**Source extract:**

☆ ☆ ☆

Kok was buried Friday, with a funeral home donating its services. He had been an unassuming presence for years on the neighborhood’s bustling streets - the slight, bearded man who slept in a storefront doorway, never requesting but sometimes accepting a blanket, a few dollars or a roast pork bun from a passer-by, residents say.
Often, he’d decline: “No, thank you, I’m fine.”
After coming to the U.S. from Hong Kong decades ago, Kok worked in restaurants and selling fish, and he lived with his wife in an apartment, people who knew him say. The two were very close, and he was devoted to her, said the Rev. Billy Yip, the pastor of a now-closed non-denominational church Kok attended.
After Kok’s wife died about 15 years ago, he found himself aging, struggling and without any relatives nearby. Church members tried to help couldn’t “really get him out of his situation,” Yip said.
One cold day last winter, Kok went to a local shelter, recalled church member Manni Lee, who accompanied him. But he left within months.

☆ ☆ ☆

**Dataset excerpts:**
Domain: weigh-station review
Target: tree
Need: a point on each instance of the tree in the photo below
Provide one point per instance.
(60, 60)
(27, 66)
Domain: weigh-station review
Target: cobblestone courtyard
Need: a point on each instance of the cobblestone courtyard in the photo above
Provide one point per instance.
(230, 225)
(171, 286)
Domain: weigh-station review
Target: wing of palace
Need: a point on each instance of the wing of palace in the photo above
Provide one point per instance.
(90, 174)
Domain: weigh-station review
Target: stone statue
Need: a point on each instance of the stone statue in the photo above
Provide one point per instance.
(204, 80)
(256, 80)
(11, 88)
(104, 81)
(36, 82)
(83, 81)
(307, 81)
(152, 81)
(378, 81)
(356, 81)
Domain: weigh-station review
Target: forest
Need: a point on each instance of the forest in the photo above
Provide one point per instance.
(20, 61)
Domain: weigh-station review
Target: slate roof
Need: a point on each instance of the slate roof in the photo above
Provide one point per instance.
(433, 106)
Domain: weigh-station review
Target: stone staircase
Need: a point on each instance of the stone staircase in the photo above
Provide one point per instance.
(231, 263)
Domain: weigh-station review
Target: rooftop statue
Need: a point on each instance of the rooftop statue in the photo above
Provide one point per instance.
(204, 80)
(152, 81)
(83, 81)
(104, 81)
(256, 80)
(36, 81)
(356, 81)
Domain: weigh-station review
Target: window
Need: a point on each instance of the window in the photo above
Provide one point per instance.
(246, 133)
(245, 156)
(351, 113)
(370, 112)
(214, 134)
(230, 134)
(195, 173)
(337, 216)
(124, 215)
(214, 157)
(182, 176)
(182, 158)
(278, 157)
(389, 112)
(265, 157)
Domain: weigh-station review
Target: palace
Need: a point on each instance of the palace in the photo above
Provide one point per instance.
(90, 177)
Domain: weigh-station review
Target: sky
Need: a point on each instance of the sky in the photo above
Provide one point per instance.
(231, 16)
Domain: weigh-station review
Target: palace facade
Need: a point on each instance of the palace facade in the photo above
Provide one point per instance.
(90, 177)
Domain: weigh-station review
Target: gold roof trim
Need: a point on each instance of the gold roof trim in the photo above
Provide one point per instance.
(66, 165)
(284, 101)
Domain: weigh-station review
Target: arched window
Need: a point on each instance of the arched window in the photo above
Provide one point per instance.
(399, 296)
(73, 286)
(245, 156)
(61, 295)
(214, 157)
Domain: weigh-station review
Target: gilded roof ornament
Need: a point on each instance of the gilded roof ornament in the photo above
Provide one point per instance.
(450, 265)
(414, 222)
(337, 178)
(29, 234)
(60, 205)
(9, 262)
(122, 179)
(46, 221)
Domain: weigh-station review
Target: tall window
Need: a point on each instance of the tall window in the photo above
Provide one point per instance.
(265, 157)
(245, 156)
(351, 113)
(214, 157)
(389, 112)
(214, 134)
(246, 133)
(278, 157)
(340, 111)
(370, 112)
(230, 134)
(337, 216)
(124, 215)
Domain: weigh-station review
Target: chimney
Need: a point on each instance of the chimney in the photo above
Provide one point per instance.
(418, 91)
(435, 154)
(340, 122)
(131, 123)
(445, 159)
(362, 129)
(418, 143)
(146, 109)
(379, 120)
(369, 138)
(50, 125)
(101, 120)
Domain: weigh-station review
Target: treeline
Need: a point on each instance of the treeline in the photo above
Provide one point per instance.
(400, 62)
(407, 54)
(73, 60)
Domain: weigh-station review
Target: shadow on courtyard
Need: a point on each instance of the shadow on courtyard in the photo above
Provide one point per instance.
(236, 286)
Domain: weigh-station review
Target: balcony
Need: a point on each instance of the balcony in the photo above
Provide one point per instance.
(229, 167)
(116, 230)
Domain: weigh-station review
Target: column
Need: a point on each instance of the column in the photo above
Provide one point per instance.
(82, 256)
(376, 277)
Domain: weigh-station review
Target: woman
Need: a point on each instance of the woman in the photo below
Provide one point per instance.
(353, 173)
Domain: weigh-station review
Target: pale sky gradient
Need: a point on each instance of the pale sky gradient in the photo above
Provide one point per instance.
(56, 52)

☆ ☆ ☆

**Work to be completed:**
Pick up the text about Kok after its last sentence and keep writing it. The entries have no connection to the text about Kok.

**Response:**
“It’s not really the best for me,” he told Lee when she saw him back on the streets in spring. He didn’t elaborate, or complain.
Mui and friend Shirley Ng tried last month to persuade him to head to a shelter, writing out an English-language note for the Cantonese speaker to explain that he needed a place to stay, the women recalled.
He was still in his doorway, bundled in a jacket, when Yip passed by Oct. 4. The pastor remembers pressing some money into Kok’s hand and Kok meeting his eye with the recognition of a friend.
“He always used his kindness to face the harsh reality, his genuineness to deal with a difficult life,” Yip said.
Manson was also a familiar face in Chinatown. He could be seen with his laptop propped on a chess table in a park a couple of blocks from Kok’s doorway, working on material for the blog he kept as “Anthony the priestly artist.”
On the blog and in videos he posted on social media, the 49-year-old discussed scripture and psychology, praised children’s hospitals, urged people to help hurricane victims and offered ideas about social issues from water conservation to homelessness.
A pair of February 2017 blog posts aimed to make homelessness “more visible to everyone who see, but don’t really see.”
“I hope I can rally your support for all those who work for and with the homeless and that we can walk away civilly with more of a deep understanding of this issue, without the finger pointing,” he explained.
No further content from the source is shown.